APPLY WHAT YOU READ.
1) In the Smoke Rings memoir, what brand of cigarettes did the father smoke, and how many a day?
2) Carry on the Smoke Rings memoir from its final sentence.

QUOTED PASSAGE.
--------------------------------

Smoke Rings

 

 

 

 Smoke Rings


           Chesterfields, two packs a day, were what my father smoked until he died. He was a chain smoker, his fingers and teeth yellowed by tobacco smoke. My father entertained my sister and me by blowing a smoke ring and sailing another right through its middle. We laughed and clapped at the sight and asked him to do it again.

           Unbeknownst to any of us, my father was dying of Buerger's disease. Buerger's is a disease mainly of smokers that affects the blood vessels of the extremities. As blood vessels become blocked, oxygen-starved tissue dies, leading to gangrene and amputation. Incurable, the only remedy is to stop smoking. In the 1950s, smoking was not a problem. Ads featuring doctors touted the health benefits of smoking. But, knowing my father, he probably would not have stopped even if he had been aware of the danger. Our father smoked until he was no longer able to hold a cigarette.

           At first, there was pain, then redness and swelling in his right leg. Finally, he got a cane and kept on walking. There was a limp, but he walked as fast as he ever did. Doctors tried surgery to bypass the blockage and restore circulation — to no avail. The pain got worst, and his walk slowed.

One night, the pain was so intense; a doctor came to the house and gave him a shot of morphine. Dad was as high as the proverbial kite, insisting we played cards (Casino) with him — for money. Losing, he kept us playing, increasing the debt he owed us until he finally went to bed. No money ever changed hands.

           Black spots started to appear on his leg. The tissue was dying and turning gangrenous. Amputation below the knee was the only recourse. Unfortunately, my father was not a great patient, refusing physical therapy or learning how to use his prosthetic leg. I have a vivid memory of him losing his balance as he tried to use his prosthetic leg: "porca miseria" he yelled and slammed the side of his face.

--------------------------------

RECORDS.

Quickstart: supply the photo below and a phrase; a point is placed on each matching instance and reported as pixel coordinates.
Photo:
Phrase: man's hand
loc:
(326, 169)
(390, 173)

--------------------------------

ANSWERS FOR THE EXERCISE.
1) He smoked Chesterfields, two packs a day.

2)
When my Italian father was in pain or agony, he would yell porca miseria, take the palm of his hand and slam the side of his head — BAM. I knew that miseria meant misery and thought porca had to do with a female pig, but not what it meant to my father. Whatever it meant to my father, he suffered almost ten years of porca miseria until he died in 1959 at age seventy, alone on Welfare Island. 

Giving up, he accepted that he would have a disability for the rest of his life.  

Mom was not temperamentally suited to care for an invalid husband. She and her sisters were survivors: enduring poverty in Puerto Rico, the loss of children, absent fathers. Why would he give up without a fight — for my mother to accept being inutil (useless) was unthinkable? She had two children and a home to take care of. There was not enough time and energy to take care of a man that would not help himself.

            Bird S. Coler Hospital was on Welfare (now Roosevelt) Island in the middle of the Harlem (East) River. Built to care for the infirm and provide long-term care in an era before Medicaid or nursing homes were options. My father was sent there for the treatment my mother could not provide. He spent three years on Welfare Island sleeping in a ward with five other men.

A couple of times a week, I would take the subway and then a bus to visit my father. My mother and sister never went to see him. Instead, I brought him his cigarettes or money to buy them. When the weather was nice, I would push his wheelchair on the island paths — to a lovely unobstructed view, across the East River, of the Manhattan skyline. We spoke mainly about what my sister and I were doing. Today I regret that I did not try and learn more of his early life in these talks.

           During my visits, my father had always been very lucid. However, when I saw him for the last time, less than a week before he died, he was confused and did not appear to know what was going on. Then, a telegram arrived that he had taken a turn for the worst. A second telegram came on July 14, 1959, simply stating that he had died from organ failure.

Death came the same day my 14-year-old sister returned from her Friendly Town homestay in Lancaster, PA. As I usually did each summer, I picked her up at Pennsylvania Station, climbing stairs in the cavernous building to get to the arrival hall to pick her up. She knew right away something was wrong. The subway ride back home seemed endless. I was not myself — not smiling, quiet, not talking much — waiting until we got home to tell her. That night she looked up into the sky and said she could see our father. That night the three of us slept in the same bed for the last time, my sister and I on either side of our mom, as if we were young children.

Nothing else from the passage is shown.